▶ _Task description_
Return each line below that contains the word "canvas".

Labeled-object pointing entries
--

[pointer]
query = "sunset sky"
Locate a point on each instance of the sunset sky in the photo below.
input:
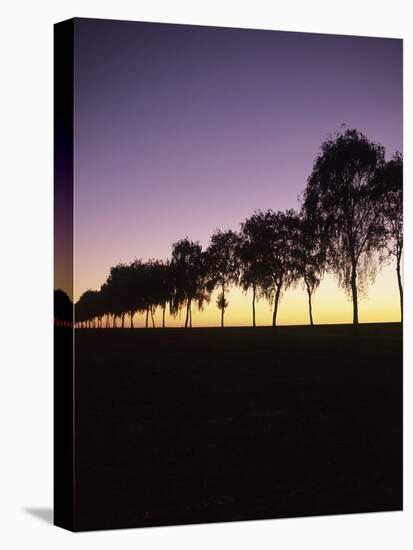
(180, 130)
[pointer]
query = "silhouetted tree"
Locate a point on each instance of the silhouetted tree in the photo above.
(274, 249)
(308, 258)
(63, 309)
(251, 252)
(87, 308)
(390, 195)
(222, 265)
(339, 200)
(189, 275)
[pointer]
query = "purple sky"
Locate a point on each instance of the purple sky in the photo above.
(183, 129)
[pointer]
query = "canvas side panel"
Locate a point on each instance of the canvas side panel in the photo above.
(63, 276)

--

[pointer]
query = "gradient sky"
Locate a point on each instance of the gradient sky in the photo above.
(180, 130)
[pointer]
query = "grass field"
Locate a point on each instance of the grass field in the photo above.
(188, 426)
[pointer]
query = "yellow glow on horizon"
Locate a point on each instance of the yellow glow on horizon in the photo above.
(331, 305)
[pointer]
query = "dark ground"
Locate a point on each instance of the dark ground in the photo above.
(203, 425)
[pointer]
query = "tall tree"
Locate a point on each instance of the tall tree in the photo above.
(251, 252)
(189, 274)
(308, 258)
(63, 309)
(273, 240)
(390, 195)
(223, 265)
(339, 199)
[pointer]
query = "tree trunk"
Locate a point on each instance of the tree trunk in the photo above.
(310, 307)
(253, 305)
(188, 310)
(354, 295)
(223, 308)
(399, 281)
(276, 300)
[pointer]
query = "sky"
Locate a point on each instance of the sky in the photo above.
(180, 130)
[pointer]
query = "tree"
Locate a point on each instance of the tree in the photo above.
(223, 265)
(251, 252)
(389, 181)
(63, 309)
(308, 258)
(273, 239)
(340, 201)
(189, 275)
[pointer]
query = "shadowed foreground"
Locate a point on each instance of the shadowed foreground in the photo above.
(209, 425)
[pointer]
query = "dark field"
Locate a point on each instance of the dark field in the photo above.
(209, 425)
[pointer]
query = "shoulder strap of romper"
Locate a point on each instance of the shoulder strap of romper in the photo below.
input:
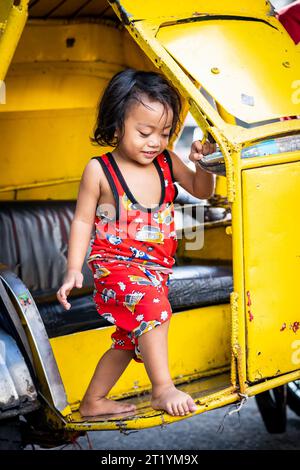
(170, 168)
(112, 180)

--

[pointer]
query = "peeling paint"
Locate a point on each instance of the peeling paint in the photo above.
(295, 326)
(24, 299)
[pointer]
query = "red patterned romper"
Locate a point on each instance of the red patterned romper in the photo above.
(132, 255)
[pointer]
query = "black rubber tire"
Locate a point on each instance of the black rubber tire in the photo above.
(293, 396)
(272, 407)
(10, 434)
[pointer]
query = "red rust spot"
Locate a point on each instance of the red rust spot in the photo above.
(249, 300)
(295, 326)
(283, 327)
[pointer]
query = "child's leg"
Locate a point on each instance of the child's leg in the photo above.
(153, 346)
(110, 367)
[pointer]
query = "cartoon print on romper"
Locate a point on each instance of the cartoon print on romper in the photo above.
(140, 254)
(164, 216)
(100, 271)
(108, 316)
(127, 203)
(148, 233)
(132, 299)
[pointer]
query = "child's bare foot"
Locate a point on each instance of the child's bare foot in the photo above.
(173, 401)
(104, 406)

--

▶ _Task output_
query = "canvas side panel"
Locate a point on each instance of the canvas side panel in the photo above.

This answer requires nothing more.